#### WHAT YOU WILL DO:
Turn every line of the records below into a JSON list of strings, one string per line, skipping blank lines and leaving out the pictures.

Labeled area outline records:

<<<<

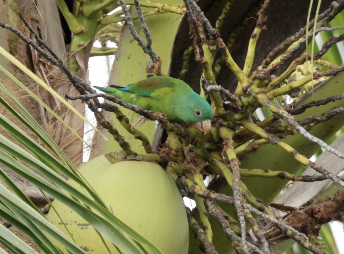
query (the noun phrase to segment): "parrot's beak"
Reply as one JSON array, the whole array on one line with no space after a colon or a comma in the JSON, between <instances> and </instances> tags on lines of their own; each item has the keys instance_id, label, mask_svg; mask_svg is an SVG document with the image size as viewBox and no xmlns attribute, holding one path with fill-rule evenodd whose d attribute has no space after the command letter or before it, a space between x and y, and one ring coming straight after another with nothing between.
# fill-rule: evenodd
<instances>
[{"instance_id":1,"label":"parrot's beak","mask_svg":"<svg viewBox=\"0 0 344 254\"><path fill-rule=\"evenodd\" d=\"M209 119L207 119L202 122L197 122L195 124L196 127L204 133L204 135L209 133L210 128L212 127L211 121Z\"/></svg>"}]
</instances>

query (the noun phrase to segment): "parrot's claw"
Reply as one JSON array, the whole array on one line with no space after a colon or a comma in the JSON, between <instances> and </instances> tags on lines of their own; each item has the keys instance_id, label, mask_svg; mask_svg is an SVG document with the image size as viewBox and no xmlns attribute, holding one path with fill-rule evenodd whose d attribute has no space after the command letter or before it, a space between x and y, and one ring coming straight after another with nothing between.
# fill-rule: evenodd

>>>>

#### FINAL RESULT:
[
  "query (the noun phrase to segment): \"parrot's beak\"",
  "Reply as one JSON array, the whole array on one line with no space after a colon or a comma in the JSON, between <instances> and </instances> tags on lines of their own; each item has the keys instance_id, label, mask_svg; mask_svg is an SVG document with the image size as viewBox and no xmlns attribute, holding one path with fill-rule evenodd whose d attribute has no space after the command letter or before it, a space between x and y, and one ring coming straight after another with nothing between.",
  "# fill-rule: evenodd",
  "<instances>",
  "[{\"instance_id\":1,\"label\":\"parrot's beak\",\"mask_svg\":\"<svg viewBox=\\\"0 0 344 254\\\"><path fill-rule=\\\"evenodd\\\" d=\\\"M209 119L207 119L202 122L197 122L195 124L196 127L204 133L204 135L209 133L210 128L212 127L211 121Z\\\"/></svg>\"}]",
  "</instances>",
  "query (the noun phrase to segment): \"parrot's claw\"",
  "Reply as one JSON array, the whole array on one line with no space after a colon or a comma in the JSON, between <instances> and </instances> tags on lines of their own; each item has the keys instance_id, label, mask_svg; mask_svg is an SVG document with the image size as viewBox and no xmlns attribute, holding one path with fill-rule evenodd whose d attribute has no space after the command letter or before it, a space between x and y, and one ring coming straight after another with nothing between.",
  "# fill-rule: evenodd"
]